- PROBLEM TO WORK ON -
Among the entries below, how many lines contain the string "cypress"? Reply with that number alone.

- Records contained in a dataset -
※ ※ ※
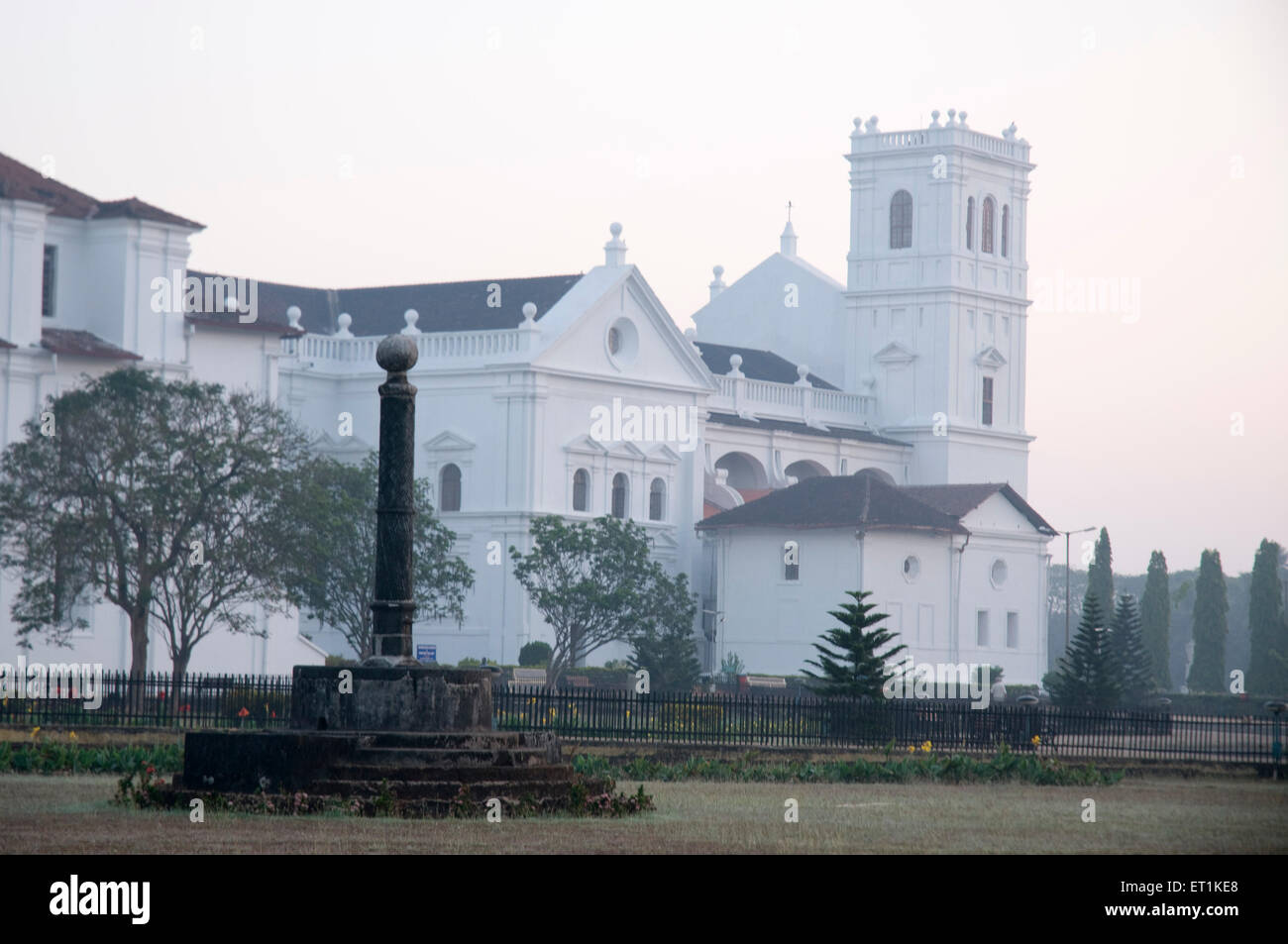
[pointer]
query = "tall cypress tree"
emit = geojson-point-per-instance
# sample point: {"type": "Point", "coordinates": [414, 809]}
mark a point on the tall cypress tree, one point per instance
※ ※ ※
- EXERCISE RESULT -
2